**JOB**
Only the lines from the one containing "drop a point: the rope spanning canyon" to the end of the records belong in the output; print them exactly.

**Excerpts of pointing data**
-----

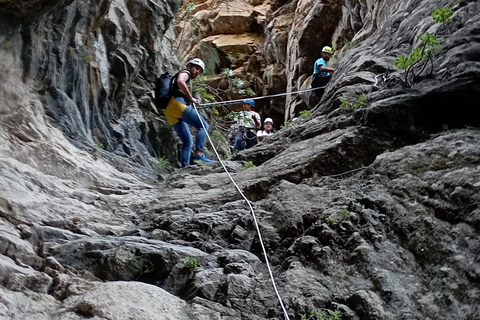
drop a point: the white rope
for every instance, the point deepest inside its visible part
(253, 215)
(204, 105)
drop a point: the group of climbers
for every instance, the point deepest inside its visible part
(181, 112)
(245, 131)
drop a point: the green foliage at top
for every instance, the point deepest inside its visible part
(305, 113)
(423, 54)
(193, 264)
(323, 315)
(141, 266)
(442, 15)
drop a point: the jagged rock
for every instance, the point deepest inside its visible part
(397, 179)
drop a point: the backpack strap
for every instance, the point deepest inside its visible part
(175, 90)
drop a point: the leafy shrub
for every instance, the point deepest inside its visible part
(423, 55)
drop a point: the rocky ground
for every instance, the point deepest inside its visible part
(372, 212)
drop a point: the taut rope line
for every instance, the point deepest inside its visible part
(213, 104)
(254, 219)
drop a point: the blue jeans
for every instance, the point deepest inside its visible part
(191, 117)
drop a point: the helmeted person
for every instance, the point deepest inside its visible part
(267, 129)
(321, 72)
(180, 113)
(246, 124)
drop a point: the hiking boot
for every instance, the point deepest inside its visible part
(202, 159)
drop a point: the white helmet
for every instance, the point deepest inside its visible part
(197, 62)
(268, 120)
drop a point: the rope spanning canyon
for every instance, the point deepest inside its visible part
(254, 219)
(214, 104)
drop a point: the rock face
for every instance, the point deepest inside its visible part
(371, 211)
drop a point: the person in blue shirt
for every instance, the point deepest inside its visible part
(180, 113)
(321, 72)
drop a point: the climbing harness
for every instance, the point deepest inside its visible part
(253, 215)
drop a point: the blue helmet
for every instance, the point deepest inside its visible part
(250, 102)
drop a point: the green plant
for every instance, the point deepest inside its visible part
(325, 314)
(248, 164)
(193, 264)
(305, 113)
(141, 266)
(359, 102)
(162, 164)
(418, 60)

-----

**COMPLETE OUTPUT**
drop a point: the rope spanning canyon
for every instance, the point deepest inside its visible part
(254, 219)
(214, 104)
drop a point: the rock face
for every instance, the point deepest inside its visible part
(371, 211)
drop a point: the person in blue shirt
for every instance, the point deepest inside its visible part
(180, 113)
(321, 72)
drop a point: the climbing harness
for every instance, the point deepest inside its visible part
(253, 215)
drop a point: the blue helmet
for every instance, the point deepest inside its visible part
(250, 102)
drop a point: the green plant
for every instance, the point deepest inside its visible part
(325, 314)
(248, 164)
(193, 264)
(305, 113)
(141, 266)
(359, 102)
(162, 164)
(418, 60)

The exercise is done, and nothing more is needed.